TASK OBJECTIVE
Could you continue the passage on pianists Rosina and Josef Lhévinne, picking up after its final sentence?

SOURCE EXTRACT
┌──

Critics hailed Rosina and Josef Lhévinne's two-piano recital, held at Carnegie Hall on January 14, 1939, for its "remarkable precision, subtle tinting, and the most carefully perfected detail." The concert by the husband-and-wife team marked both their 40th wedding anniversary and the 40th anniversary of their musical collaboration. The audience full of "many prominent musicians of the city" paid tribute to their long careers as musicians and teachers.

Born in Kiev on March 29, 1880, Rosina Bessie began her piano studies at age six. At age nine, she entered the Moscow Conservatory, where her classmates included Sergei Rachmaninoff. She met her future husband when her regular teacher became ill and Josef, five years older than she, filled in. Over the next nine years, she perfected her piano technique, graduating in 1898 with the school's gold medal.

└──

ENTRIES SUPPLIED
┌──

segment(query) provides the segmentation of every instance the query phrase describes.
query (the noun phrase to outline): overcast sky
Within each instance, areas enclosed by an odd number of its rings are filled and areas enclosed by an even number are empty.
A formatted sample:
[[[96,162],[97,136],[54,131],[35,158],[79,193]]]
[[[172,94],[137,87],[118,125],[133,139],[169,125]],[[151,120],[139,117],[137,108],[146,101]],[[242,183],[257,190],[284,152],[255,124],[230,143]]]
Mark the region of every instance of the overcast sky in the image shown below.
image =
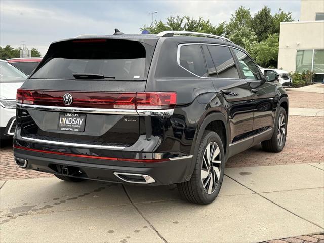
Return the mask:
[[[53,41],[80,34],[110,34],[115,28],[127,33],[140,33],[149,25],[151,15],[164,20],[172,15],[201,16],[217,25],[228,21],[240,6],[252,14],[264,5],[272,13],[281,8],[299,18],[300,0],[218,1],[0,1],[0,46],[18,47],[24,40],[28,48],[44,55]]]

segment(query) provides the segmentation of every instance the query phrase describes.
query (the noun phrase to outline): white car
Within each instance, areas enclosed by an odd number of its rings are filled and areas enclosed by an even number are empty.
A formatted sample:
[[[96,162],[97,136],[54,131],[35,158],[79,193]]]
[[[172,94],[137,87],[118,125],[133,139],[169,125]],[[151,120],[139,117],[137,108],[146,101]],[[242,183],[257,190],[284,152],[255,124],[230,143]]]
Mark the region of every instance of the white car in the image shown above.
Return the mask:
[[[27,76],[0,60],[0,139],[11,139],[16,128],[16,94]]]
[[[289,75],[289,73],[287,71],[284,71],[280,69],[274,69],[273,68],[264,68],[264,67],[258,66],[259,68],[261,70],[262,73],[265,70],[273,70],[275,71],[279,75],[279,79],[278,81],[280,82],[282,87],[287,88],[290,87],[293,85],[291,77]]]

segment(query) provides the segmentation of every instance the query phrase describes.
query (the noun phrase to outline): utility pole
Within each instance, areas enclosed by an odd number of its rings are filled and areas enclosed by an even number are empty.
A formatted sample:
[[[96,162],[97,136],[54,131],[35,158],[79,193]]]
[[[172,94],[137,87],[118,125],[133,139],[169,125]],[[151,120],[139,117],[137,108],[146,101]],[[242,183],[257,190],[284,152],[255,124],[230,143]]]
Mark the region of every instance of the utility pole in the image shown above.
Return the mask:
[[[153,22],[154,22],[153,15],[154,14],[157,14],[157,11],[149,11],[148,13],[152,15],[152,23],[151,23],[151,26],[153,26]]]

└──

ANSWER TO THE EXERCISE
The Lhévinnes were married after Rosina's graduation. Rosina then abandoned her fledging solo performance career in order to keep her husband, already an accomplished pianist and teacher, in the spotlight. However, she did not abandon the performance circuit altogether, often playing two-piano concerts with her husband. The Lhévinnes toured the U.S. together for the first time in 1907, and moved permanently to New York immediately after World War I. In 1924, they joined the faculty of the newly established Juilliard Graduate School, where they shared a studio. In addition to teaching, they gave regular concerts together in New York and around the country. They met with both popular and critical acclaim, with one critic calling their playing "brilliant, resourceful, and poetic."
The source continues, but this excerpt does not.